======== TEXTABSCHNITT

# VB timer



## Feldy2002 (12. Februar 2002)

Hi Leute !!!

Hab gestern erst angefangen, VB zu lernen !!! 

hab da mal 2 Fragen an euch !!

1. Wo finde ich Gut beschriebene tutorials zu VB ??

2. Ich möchte gern in VB einen Timer programmieren, so das ich wenn ich in nem Textfeld ne Zeit eingeb, un dann auf dem danebenstehenden Button auf 'GO' klick, die Zeit von der angegeben Zeit auf 0 zurückläuft !!  ALso wenn ich z.B. 30:00 eingeb, möchte ich es so machen, das die Zeit auf 0 zurückläuft !!!

Danke für eure Hilfe !!!

mfg   Feldy


----------



## Dario Linsky (12. Februar 2002)

================
======== VORLIEGENDE EINTRÄGE

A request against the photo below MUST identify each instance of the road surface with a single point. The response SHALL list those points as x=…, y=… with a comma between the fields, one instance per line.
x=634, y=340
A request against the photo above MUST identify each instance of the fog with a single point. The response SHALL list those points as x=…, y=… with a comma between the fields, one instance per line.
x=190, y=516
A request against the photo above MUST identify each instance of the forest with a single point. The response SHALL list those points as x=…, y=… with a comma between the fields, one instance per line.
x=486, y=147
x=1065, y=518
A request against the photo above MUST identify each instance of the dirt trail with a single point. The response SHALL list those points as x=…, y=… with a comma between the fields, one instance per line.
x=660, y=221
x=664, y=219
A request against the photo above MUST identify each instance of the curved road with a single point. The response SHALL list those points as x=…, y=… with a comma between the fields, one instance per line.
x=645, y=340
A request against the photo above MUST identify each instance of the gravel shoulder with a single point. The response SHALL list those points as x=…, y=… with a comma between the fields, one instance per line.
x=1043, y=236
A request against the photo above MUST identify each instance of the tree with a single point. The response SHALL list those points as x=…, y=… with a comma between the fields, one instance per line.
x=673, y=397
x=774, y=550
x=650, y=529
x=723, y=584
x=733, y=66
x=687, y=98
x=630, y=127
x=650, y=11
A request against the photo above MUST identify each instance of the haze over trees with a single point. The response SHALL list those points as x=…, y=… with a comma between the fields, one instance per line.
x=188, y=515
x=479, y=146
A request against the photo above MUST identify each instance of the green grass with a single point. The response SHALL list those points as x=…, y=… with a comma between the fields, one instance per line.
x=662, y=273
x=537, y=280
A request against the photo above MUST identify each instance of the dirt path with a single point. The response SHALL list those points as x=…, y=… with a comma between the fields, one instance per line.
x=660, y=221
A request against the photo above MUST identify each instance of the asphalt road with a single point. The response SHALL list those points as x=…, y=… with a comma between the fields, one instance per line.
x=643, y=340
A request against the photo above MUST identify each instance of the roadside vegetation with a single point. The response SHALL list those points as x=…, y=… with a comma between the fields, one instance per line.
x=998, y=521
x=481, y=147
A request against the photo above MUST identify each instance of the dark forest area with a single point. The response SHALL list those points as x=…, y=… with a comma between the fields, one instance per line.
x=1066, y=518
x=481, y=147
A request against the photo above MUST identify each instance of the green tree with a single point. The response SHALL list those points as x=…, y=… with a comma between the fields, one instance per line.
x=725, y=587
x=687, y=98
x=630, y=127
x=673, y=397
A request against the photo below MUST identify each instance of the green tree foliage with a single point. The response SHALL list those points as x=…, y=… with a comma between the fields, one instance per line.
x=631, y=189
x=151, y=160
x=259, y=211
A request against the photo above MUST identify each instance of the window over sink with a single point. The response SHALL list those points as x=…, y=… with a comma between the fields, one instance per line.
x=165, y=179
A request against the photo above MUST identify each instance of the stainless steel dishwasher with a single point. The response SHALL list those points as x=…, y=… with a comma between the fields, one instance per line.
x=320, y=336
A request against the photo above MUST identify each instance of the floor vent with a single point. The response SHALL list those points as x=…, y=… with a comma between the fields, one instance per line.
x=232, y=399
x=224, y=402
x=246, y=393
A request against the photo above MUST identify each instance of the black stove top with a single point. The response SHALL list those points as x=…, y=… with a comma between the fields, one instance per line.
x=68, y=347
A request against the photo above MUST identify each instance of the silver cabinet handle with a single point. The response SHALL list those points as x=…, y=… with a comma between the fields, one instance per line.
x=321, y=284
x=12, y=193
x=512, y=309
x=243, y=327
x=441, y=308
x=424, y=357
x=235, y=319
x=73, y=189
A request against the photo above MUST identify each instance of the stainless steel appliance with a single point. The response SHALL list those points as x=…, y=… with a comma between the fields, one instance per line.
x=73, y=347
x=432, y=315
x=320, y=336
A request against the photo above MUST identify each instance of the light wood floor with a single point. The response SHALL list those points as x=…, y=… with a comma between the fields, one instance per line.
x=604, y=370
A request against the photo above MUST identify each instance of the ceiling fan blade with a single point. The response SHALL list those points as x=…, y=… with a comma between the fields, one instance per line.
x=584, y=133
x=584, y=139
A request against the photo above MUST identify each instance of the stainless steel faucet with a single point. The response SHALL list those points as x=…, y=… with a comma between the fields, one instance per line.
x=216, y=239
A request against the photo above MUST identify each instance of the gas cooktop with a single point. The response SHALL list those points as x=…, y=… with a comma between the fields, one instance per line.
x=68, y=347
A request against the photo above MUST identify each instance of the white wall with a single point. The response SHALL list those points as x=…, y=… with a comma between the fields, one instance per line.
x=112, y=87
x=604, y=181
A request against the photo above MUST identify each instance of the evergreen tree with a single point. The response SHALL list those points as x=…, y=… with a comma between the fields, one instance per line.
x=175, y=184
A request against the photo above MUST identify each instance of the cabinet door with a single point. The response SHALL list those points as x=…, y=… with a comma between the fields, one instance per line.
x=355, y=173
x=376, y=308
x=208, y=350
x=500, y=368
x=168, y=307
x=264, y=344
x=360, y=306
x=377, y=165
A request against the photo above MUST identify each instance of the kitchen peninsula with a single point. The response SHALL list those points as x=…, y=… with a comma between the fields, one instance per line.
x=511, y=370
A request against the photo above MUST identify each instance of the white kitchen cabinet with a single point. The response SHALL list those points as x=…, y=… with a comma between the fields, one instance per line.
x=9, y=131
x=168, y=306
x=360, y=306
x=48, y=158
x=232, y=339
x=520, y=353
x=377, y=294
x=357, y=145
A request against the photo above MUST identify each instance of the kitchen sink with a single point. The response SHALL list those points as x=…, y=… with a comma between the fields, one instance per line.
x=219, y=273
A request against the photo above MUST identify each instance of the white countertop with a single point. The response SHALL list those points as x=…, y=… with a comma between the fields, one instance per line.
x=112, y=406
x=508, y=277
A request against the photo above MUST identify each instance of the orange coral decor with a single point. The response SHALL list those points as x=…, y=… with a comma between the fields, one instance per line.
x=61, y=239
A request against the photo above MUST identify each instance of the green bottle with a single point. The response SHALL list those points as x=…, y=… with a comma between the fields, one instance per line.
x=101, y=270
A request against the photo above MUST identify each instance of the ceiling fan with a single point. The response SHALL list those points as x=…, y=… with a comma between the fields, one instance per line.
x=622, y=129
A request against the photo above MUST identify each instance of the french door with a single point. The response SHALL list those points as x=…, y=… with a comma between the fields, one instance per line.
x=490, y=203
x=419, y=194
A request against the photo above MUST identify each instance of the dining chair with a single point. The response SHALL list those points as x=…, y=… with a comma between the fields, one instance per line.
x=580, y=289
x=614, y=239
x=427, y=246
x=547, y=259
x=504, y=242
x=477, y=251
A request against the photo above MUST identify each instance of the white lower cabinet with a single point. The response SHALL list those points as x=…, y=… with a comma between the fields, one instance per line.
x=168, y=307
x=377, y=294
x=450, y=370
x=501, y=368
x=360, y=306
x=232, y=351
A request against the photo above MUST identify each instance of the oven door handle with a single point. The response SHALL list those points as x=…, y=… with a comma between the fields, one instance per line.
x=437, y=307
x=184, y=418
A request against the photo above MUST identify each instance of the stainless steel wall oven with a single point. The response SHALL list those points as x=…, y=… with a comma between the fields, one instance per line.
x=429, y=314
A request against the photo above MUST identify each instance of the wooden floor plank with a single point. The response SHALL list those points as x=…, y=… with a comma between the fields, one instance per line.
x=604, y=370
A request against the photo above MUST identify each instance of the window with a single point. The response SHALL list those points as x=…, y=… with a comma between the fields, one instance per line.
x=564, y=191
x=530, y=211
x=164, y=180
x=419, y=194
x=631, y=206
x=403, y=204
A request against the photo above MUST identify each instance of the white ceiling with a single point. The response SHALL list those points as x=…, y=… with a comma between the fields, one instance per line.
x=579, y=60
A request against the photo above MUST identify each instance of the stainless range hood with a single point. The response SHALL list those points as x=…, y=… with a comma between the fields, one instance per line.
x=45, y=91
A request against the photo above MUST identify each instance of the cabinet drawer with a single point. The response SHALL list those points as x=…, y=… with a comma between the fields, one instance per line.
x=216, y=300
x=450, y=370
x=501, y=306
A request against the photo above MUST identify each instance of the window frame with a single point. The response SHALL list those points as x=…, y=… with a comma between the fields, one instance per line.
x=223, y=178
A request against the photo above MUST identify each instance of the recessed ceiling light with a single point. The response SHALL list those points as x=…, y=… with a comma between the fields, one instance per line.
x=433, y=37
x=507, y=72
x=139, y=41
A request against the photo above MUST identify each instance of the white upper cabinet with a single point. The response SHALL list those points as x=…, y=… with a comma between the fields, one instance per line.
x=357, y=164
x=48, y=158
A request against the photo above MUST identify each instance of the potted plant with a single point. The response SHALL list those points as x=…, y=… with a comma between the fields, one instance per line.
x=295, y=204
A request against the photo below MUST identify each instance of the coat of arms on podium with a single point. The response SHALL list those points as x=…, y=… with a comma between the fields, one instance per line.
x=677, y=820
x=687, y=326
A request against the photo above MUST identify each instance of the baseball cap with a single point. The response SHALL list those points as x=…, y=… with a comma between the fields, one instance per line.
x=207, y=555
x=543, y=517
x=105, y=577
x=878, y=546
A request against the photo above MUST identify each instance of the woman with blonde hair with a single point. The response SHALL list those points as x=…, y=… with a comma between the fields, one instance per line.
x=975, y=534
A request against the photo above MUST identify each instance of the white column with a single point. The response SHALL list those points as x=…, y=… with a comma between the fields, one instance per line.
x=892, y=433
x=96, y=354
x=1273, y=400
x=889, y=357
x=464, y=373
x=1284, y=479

================

* ARBEITSANWEISUNG
Bitte kopieren Sie den Textabschnitt zum VB-Timer vollständig und ohne jede Änderung.

* LÖSUNG DER AUFGABE
# VB timer



## Feldy2002 (12. Februar 2002)

Hi Leute !!!

Hab gestern erst angefangen, VB zu lernen !!! 

hab da mal 2 Fragen an euch !!

1. Wo finde ich Gut beschriebene tutorials zu VB ??

2. Ich möchte gern in VB einen Timer programmieren, so das ich wenn ich in nem Textfeld ne Zeit eingeb, un dann auf dem danebenstehenden Button auf 'GO' klick, die Zeit von der angegeben Zeit auf 0 zurückläuft !!  ALso wenn ich z.B. 30:00 eingeb, möchte ich es so machen, das die Zeit auf 0 zurückläuft !!!

Danke für eure Hilfe !!!

mfg   Feldy


----------



## Dario Linsky (12. Februar 2002)